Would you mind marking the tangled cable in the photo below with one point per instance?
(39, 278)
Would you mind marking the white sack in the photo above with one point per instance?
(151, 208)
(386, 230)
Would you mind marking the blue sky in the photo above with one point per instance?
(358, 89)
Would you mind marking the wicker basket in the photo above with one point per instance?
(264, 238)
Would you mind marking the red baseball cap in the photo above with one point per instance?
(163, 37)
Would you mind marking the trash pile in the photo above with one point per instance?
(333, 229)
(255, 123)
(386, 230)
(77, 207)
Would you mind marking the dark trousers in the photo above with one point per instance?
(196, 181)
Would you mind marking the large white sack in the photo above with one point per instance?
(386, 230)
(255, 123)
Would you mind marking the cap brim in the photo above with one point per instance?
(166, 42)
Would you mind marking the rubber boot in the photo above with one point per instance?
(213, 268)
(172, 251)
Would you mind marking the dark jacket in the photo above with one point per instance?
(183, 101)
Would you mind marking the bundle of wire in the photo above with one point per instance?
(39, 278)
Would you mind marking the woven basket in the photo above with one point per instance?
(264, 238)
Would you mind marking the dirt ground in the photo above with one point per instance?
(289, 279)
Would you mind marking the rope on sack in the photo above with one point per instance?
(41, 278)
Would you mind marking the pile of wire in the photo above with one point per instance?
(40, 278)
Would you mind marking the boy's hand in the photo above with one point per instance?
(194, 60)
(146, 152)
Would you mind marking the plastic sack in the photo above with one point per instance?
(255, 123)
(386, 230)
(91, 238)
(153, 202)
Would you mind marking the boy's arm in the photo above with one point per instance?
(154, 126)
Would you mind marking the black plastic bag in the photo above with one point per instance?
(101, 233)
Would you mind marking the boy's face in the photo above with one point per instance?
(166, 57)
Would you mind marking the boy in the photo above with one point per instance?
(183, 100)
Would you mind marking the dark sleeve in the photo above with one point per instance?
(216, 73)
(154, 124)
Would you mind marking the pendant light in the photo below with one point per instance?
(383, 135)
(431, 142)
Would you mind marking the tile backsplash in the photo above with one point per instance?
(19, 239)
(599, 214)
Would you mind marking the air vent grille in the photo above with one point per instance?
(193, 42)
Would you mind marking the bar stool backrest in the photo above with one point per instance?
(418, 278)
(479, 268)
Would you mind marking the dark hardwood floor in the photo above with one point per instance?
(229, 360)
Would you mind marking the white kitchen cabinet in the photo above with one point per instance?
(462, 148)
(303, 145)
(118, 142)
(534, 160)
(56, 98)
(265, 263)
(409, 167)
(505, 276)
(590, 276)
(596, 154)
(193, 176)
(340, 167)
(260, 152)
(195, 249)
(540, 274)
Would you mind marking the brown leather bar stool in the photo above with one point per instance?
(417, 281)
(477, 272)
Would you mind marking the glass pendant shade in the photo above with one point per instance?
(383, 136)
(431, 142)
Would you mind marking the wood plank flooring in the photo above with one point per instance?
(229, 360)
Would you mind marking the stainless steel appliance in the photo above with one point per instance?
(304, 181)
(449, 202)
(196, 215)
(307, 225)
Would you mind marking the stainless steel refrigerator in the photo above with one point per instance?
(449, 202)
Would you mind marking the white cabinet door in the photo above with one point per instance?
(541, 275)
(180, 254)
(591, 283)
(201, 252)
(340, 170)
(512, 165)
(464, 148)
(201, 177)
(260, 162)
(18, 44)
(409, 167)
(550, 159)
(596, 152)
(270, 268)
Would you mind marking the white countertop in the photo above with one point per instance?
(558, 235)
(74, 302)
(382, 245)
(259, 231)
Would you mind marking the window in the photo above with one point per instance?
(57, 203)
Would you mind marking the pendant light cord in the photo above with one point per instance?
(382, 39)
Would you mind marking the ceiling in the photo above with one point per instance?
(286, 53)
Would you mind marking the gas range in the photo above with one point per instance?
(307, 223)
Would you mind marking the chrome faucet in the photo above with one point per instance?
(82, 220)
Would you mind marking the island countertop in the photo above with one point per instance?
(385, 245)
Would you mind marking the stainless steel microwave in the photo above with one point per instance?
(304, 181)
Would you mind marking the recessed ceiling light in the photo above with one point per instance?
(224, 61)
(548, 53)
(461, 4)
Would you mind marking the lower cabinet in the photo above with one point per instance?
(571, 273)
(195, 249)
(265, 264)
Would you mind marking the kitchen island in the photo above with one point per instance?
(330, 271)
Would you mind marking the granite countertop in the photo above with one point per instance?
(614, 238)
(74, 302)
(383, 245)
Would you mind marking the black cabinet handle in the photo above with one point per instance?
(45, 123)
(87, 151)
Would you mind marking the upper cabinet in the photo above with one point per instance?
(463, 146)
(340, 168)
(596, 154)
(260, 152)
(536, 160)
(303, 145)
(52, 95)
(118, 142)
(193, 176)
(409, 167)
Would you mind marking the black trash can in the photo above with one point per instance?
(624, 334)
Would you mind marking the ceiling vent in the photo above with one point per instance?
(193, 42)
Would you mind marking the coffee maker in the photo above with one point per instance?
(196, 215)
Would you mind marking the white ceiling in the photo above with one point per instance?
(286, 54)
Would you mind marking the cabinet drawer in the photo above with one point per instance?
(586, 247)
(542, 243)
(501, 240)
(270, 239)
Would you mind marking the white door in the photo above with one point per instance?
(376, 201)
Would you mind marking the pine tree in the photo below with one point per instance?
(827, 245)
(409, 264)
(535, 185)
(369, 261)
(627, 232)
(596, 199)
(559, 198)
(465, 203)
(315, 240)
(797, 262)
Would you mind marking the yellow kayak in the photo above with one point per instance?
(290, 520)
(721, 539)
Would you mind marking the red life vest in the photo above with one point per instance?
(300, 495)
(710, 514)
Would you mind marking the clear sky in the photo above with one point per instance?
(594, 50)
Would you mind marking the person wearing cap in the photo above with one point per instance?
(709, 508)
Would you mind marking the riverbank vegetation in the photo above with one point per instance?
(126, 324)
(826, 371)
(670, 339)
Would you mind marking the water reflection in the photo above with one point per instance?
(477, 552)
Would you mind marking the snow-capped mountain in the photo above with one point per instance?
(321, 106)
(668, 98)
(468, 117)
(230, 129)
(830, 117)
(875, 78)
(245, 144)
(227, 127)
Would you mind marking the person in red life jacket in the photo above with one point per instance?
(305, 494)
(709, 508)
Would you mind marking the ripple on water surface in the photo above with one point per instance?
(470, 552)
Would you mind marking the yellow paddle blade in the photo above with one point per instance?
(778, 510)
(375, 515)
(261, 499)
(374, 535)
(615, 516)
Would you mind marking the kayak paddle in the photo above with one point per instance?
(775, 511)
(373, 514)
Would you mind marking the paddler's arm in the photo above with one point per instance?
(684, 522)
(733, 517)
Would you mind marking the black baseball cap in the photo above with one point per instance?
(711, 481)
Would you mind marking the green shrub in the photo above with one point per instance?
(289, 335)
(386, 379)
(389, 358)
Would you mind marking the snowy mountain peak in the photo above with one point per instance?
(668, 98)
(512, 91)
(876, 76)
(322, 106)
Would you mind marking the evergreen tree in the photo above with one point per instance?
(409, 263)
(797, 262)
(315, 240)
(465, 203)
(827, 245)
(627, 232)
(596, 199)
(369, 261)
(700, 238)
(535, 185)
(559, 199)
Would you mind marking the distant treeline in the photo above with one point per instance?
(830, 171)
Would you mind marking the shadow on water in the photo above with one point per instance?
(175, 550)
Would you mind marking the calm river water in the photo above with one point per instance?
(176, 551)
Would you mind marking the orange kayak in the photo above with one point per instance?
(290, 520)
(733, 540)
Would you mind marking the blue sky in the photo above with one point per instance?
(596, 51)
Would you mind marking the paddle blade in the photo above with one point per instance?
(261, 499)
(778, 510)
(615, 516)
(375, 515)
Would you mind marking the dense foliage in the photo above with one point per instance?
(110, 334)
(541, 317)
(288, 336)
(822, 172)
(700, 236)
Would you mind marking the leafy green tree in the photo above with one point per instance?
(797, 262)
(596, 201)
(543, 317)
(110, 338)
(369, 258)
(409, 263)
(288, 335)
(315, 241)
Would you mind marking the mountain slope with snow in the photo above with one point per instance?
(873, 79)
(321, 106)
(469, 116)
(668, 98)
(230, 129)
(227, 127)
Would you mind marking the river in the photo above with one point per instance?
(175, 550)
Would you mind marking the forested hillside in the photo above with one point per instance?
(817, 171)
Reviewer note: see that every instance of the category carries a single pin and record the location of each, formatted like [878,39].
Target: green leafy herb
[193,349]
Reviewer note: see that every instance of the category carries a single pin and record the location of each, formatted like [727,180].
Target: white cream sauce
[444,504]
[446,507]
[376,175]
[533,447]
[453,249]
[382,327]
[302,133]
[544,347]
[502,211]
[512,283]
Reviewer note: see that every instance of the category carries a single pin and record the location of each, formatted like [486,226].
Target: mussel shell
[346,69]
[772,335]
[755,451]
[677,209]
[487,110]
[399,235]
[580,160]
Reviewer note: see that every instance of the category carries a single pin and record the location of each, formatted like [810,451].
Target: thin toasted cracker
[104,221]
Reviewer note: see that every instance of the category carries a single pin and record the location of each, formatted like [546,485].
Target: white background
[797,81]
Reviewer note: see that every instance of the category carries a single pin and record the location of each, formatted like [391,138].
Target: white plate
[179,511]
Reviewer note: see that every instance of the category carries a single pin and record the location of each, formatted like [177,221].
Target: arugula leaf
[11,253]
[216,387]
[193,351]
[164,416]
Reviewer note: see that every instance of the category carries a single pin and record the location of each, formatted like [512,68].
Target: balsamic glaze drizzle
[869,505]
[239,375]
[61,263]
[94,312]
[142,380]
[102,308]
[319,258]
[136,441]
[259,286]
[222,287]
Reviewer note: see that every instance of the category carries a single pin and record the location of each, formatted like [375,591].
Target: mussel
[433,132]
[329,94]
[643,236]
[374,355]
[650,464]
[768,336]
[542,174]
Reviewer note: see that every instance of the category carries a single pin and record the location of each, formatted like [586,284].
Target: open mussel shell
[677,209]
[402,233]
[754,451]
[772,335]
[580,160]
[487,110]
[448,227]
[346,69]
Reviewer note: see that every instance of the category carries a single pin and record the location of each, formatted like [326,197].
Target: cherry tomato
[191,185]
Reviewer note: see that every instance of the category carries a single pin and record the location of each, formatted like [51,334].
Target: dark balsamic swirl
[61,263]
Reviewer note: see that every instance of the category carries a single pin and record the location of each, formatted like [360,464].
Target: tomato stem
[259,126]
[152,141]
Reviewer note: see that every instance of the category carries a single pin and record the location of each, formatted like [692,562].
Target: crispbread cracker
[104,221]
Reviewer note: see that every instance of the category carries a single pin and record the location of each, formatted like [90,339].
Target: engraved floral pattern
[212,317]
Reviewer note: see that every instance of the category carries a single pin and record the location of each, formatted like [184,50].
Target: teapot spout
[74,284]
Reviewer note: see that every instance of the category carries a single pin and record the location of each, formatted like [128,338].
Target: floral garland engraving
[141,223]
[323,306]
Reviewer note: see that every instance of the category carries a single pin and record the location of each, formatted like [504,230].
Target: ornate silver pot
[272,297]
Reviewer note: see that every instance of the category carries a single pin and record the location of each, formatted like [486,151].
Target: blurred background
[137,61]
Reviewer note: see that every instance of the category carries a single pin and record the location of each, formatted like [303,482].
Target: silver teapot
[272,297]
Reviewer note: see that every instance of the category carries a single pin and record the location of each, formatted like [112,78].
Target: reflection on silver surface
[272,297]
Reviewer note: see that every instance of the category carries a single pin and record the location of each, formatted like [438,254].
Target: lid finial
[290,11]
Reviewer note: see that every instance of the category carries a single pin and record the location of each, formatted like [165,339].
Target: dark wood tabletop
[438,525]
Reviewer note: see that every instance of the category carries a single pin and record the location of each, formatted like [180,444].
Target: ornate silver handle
::::::
» YOUR TASK: Reproduce the lines of the entries above exactly, but only from the line containing "formatted like [504,230]." through the final line.

» RESULT OF THIS TASK:
Reviewer note: see that every instance of the category carries a single pin and record the location of each, formatted like [504,230].
Target: ornate silver pot
[272,297]
Reviewer note: see that every instance of the category carries a single pin and record the location of each, formatted like [486,151].
Target: blurred background
[137,61]
Reviewer note: see that every instance of the category carries a single pin and record the location of each, formatted like [303,482].
Target: silver teapot
[272,297]
Reviewer note: see that every instance of the category carries a single pin and record the location of each, formatted like [112,78].
Target: reflection on silver surface
[272,297]
Reviewer note: see that every instance of the category carries a single pin and record the location of each, formatted like [438,254].
Target: lid finial
[290,11]
Reviewer note: see that every instance of the category carries a single pin and record the location of each, formatted like [165,339].
Target: dark wood tabletop
[438,525]
Reviewer note: see that every instance of the category carries a single pin and record the location of each, formatted like [180,444].
Target: ornate silver handle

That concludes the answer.